| WRITTEN TASK |
Convert the entries below into a JSON list of strings, with one string for each line and no blank lines. Leave the pictures out.

Object position labeling entries
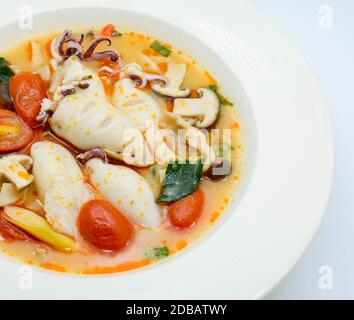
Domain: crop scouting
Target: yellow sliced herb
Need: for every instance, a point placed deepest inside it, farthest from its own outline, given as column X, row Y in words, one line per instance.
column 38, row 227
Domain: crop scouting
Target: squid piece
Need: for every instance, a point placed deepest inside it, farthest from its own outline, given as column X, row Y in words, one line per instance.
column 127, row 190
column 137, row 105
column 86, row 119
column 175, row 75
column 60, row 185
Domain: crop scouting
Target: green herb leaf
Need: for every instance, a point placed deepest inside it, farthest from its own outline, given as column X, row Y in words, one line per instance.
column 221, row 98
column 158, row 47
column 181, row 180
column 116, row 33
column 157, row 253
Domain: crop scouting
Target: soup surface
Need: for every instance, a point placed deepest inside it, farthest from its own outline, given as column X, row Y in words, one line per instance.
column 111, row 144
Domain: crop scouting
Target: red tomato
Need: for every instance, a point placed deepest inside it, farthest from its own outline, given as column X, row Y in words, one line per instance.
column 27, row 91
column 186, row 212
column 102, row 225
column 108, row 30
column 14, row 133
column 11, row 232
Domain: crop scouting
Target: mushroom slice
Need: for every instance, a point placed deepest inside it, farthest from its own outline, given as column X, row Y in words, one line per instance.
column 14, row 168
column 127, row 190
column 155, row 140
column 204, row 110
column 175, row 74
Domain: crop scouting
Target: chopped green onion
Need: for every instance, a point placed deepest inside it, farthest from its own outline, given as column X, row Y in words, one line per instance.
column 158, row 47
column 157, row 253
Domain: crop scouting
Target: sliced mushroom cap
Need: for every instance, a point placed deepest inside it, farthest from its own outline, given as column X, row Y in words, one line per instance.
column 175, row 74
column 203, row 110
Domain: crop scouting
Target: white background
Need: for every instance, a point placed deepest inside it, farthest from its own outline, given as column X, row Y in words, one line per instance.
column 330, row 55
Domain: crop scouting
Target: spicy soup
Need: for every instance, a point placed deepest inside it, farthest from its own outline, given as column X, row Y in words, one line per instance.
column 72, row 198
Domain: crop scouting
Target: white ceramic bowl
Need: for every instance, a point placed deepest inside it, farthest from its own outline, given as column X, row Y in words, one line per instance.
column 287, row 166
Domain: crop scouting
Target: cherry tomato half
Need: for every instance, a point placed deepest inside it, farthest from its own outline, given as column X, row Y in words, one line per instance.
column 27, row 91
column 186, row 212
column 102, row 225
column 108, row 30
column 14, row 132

| WRITTEN SOLUTION |
[
  "Domain: crop scouting",
  "Target: yellow sliced herb",
  "Need: for every instance, a point placed deepest inside it, farthest from its own outline, given as column X, row Y in words, one line per instance.",
  "column 38, row 227",
  "Domain: crop scouting",
  "Target: squid piece",
  "Need: for every instance, a point placed deepest inside it, farthest from its own outline, given as column X, row Y in words, one line per instance.",
  "column 127, row 190",
  "column 137, row 105",
  "column 86, row 119",
  "column 175, row 75",
  "column 60, row 185",
  "Domain: crop scouting",
  "Target: green herb leaf",
  "Need: for every instance, a point placed deepest inside it, farthest from its own outline, given as column X, row Y in words, one line per instance.",
  "column 221, row 98",
  "column 158, row 47",
  "column 181, row 180",
  "column 116, row 33",
  "column 157, row 253",
  "Domain: crop scouting",
  "Target: soup surface",
  "Need: for every instance, a point placed deepest inside it, farthest from its own outline, given as column X, row Y in words, one line per instance.",
  "column 111, row 144",
  "Domain: crop scouting",
  "Target: red tomato",
  "Need: for every instance, a point placed deepest inside it, farthest from its own outline, given as column X, row Y in words, one line per instance.",
  "column 27, row 91",
  "column 186, row 212",
  "column 102, row 225",
  "column 108, row 30",
  "column 14, row 133",
  "column 11, row 232",
  "Domain: crop scouting",
  "Target: mushroom slice",
  "Need: for every instance, a point placed deepest inside it, farthest from its own outline, given as column X, row Y in words, one line per instance.",
  "column 14, row 168",
  "column 127, row 190",
  "column 155, row 140",
  "column 204, row 110",
  "column 175, row 74",
  "Domain: crop scouting",
  "Target: chopped green onion",
  "Need: for every instance, a point placed deepest inside it, farthest from its own outline, given as column X, row Y in words, one line per instance.",
  "column 158, row 47",
  "column 157, row 253",
  "Domain: crop scouting",
  "Target: sliced mushroom cap",
  "Need: for every instance, a point placed deepest inside it, farthest from its own outline, given as column X, row Y in words, one line per instance.",
  "column 175, row 74",
  "column 203, row 110",
  "Domain: crop scouting",
  "Target: white background",
  "Need: for every instance, a point placed deepest inside it, farthest from its own outline, given as column X, row Y in words, one line per instance.",
  "column 330, row 55",
  "Domain: crop scouting",
  "Target: spicy soup",
  "Need: for every instance, a point placed deepest inside it, farthest from its own outline, given as column X, row Y in words, one line per instance.",
  "column 72, row 198",
  "Domain: crop scouting",
  "Target: white ceramic bowl",
  "Need: for every instance, a point placed deepest inside it, farthest from its own outline, given as column X, row Y in words, one line per instance.",
  "column 287, row 166",
  "Domain: crop scouting",
  "Target: cherry tomato half",
  "Need: for every instance, a point placed deepest inside it, farthest from its own outline, given as column X, row Y in words, one line per instance.",
  "column 27, row 91",
  "column 186, row 212",
  "column 102, row 225",
  "column 108, row 30",
  "column 14, row 132"
]